• [TAREFA ESCRITA 1] Filtre os registros e copie cada linha que contenha a palavra "gold". Diferencie maiúsculas de minúsculas.
---
5 O SER E O NÃO-SER E AS ESCOLAS FILOSÓFICAS
A partir da passagem 242 b até 249 d, Platão dará um rumo ao Sofista através de uma revisão das escolas filosóficas do período anterior a Sócrates. Cornford observa aqui a questão do perfeitamente real e o que significa ‘real’ para os dois grupos: os filósofos físicos, que vêem nas coisas materiais do mundo as coisas reais e, portanto, existentes, e Parmênides, o único a negar o mundo fenomênico e admitir somente uma coisa real[80]. Diès, interpreta dizendo que Platão aborda as cosmogonias dos antigos filósofos através da crítica ao unitarismo intransigente dos eleatas e a multiplicidade em Heráclito e Empédocles. Além disso, Platão se dirigiria também aos Filhos da Terra, os quais sustentam o material, e aos Amigos das Formas, os quais sustentam o imaterial ou incorpóreo como o ‘real’ — um longo quadro da história da filosofia[81]. O Estrangeiro colocará as duas[82] posições sobre o ser: uma doutrina que define o corpo e a existência como idênticos e que pretendem à força tudo reduzir ao corpo, outros que atribuem ao ser algo sem corpo, estes se esforçam por demonstrar que certas formas inteligíveis e incorpóreas são o ser verdadeiro.
---
• [TAREFA ESCRITA 2] Por favor, repita o texto fornecido acima por inteiro, sem mudar nenhum caractere.

• [MATERIAL DO EXERCÍCIO]
---
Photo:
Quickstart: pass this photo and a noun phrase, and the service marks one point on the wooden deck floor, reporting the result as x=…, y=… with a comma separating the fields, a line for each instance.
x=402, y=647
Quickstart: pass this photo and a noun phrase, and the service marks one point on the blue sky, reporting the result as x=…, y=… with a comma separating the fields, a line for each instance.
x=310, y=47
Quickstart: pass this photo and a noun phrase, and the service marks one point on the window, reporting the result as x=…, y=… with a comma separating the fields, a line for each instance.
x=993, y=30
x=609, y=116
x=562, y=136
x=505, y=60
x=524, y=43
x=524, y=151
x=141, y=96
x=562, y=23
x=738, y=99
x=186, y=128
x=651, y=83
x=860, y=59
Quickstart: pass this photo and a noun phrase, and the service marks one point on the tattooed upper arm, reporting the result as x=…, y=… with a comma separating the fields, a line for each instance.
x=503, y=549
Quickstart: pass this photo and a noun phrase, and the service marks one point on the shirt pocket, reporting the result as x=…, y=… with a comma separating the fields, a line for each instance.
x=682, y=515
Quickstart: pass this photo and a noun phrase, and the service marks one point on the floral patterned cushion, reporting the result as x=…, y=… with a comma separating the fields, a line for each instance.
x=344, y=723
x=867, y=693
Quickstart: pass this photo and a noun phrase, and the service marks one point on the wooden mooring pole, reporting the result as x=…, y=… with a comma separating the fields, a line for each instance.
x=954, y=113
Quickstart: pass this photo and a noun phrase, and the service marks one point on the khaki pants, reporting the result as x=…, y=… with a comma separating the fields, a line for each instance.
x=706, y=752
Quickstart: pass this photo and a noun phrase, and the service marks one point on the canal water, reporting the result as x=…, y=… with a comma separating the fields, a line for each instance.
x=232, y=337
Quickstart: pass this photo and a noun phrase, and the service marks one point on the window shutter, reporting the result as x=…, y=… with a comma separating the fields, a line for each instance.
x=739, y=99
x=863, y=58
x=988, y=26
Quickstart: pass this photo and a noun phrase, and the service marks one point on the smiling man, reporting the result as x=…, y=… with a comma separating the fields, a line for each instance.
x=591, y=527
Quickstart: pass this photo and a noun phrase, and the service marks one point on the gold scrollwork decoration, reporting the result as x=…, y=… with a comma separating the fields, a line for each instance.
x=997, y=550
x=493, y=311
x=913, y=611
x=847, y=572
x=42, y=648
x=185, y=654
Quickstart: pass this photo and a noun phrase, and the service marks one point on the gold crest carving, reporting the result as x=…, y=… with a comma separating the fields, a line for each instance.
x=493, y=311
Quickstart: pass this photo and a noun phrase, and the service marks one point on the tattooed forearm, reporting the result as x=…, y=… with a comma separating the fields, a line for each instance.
---
• [RESPOSTA ESCRITA 1]
Quickstart: pass this photo and a noun phrase, and the service marks one point on the gold scrollwork decoration, reporting the result as x=…, y=… with a comma separating the fields, a line for each instance.
Quickstart: pass this photo and a noun phrase, and the service marks one point on the gold crest carving, reporting the result as x=…, y=… with a comma separating the fields, a line for each instance.

• [RESPOSTA ESCRITA 2]
5 O SER E O NÃO-SER E AS ESCOLAS FILOSÓFICAS
A partir da passagem 242 b até 249 d, Platão dará um rumo ao Sofista através de uma revisão das escolas filosóficas do período anterior a Sócrates. Cornford observa aqui a questão do perfeitamente real e o que significa ‘real’ para os dois grupos: os filósofos físicos, que vêem nas coisas materiais do mundo as coisas reais e, portanto, existentes, e Parmênides, o único a negar o mundo fenomênico e admitir somente uma coisa real[80]. Diès, interpreta dizendo que Platão aborda as cosmogonias dos antigos filósofos através da crítica ao unitarismo intransigente dos eleatas e a multiplicidade em Heráclito e Empédocles. Além disso, Platão se dirigiria também aos Filhos da Terra, os quais sustentam o material, e aos Amigos das Formas, os quais sustentam o imaterial ou incorpóreo como o ‘real’ — um longo quadro da história da filosofia[81]. O Estrangeiro colocará as duas[82] posições sobre o ser: uma doutrina que define o corpo e a existência como idênticos e que pretendem à força tudo reduzir ao corpo, outros que atribuem ao ser algo sem corpo, estes se esforçam por demonstrar que certas formas inteligíveis e incorpóreas são o ser verdadeiro.